(GIVEN INSTRUCTION)
Copy the records from the line with "task: provide the segmentation of the green" through the end of the records, including the request lines, and raise every coordinate in the answers by 34.

Shape annotation records
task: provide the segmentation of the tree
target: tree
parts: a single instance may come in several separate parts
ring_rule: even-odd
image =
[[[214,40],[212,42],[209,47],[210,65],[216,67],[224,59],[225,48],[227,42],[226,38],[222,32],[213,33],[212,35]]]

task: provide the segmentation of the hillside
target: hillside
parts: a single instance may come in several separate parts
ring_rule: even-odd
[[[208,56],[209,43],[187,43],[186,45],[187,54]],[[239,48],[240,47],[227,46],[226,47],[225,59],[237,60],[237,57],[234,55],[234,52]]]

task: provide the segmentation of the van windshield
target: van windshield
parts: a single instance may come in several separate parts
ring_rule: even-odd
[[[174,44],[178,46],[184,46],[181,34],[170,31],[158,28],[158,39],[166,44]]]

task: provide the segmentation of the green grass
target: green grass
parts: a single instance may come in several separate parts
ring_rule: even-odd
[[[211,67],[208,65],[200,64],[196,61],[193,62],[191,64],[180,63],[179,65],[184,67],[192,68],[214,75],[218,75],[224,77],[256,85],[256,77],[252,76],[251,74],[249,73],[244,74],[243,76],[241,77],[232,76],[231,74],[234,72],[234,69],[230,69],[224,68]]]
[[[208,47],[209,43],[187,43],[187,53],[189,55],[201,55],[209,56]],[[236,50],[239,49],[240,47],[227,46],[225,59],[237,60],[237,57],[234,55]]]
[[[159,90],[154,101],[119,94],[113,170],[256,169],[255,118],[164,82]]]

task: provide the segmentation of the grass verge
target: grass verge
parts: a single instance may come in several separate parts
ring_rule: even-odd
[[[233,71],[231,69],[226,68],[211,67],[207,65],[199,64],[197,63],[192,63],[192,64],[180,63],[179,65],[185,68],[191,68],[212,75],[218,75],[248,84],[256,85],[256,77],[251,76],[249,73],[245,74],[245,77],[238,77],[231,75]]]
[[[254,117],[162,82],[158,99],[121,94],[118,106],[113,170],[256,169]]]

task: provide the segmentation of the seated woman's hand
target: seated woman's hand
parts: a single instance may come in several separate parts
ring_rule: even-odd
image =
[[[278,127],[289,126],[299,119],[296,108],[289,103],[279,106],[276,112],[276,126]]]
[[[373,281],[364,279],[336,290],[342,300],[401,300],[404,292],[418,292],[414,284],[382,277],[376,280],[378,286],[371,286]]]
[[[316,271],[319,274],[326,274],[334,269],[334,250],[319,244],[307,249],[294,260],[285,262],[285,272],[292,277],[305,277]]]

(WORKED ANSWER)
task: provide the segmentation of the green grass
target: green grass
parts: a single instance may come in several separate parts
ring_rule: even-odd
[[[245,101],[242,99],[234,98],[230,95],[227,96],[225,98],[214,97],[213,99],[218,101],[226,102],[248,109],[252,109],[258,111],[290,119],[290,111],[286,110],[285,108],[283,107],[278,108],[277,110],[275,111],[266,110],[265,108],[268,106],[268,103],[264,103],[258,102]]]
[[[242,81],[243,77],[221,77],[221,87],[223,89],[235,89],[243,90]],[[270,84],[273,83],[274,81],[261,80],[259,93],[271,94],[271,91],[268,89]]]
[[[193,124],[188,135],[153,128],[147,204],[290,203],[289,152],[198,116]]]

task: provide the segmentation of the grass verge
target: grass verge
parts: a single instance may come in several separate parts
ring_rule: even-odd
[[[267,105],[265,103],[260,102],[245,101],[241,99],[233,98],[231,97],[226,97],[226,98],[214,97],[213,99],[219,102],[225,102],[246,109],[252,109],[282,118],[290,119],[290,111],[285,110],[283,107],[279,108],[279,111],[272,111],[265,109]]]
[[[288,151],[196,116],[192,133],[155,128],[152,140],[147,204],[290,203]]]

task: provide the segmentation of the seated woman's hand
target: seated woman's hand
parts: a single instance may come in several separate parts
ring_rule: even-odd
image =
[[[312,161],[323,160],[333,153],[330,142],[323,137],[313,140],[310,146],[310,160]]]
[[[407,315],[398,313],[370,324],[376,334],[435,334],[438,326],[452,326],[448,318],[416,311],[410,314],[412,320],[405,320]]]
[[[350,305],[353,308],[360,308],[368,303],[368,284],[353,278],[341,283],[328,294],[319,296],[319,306],[326,311],[339,311]]]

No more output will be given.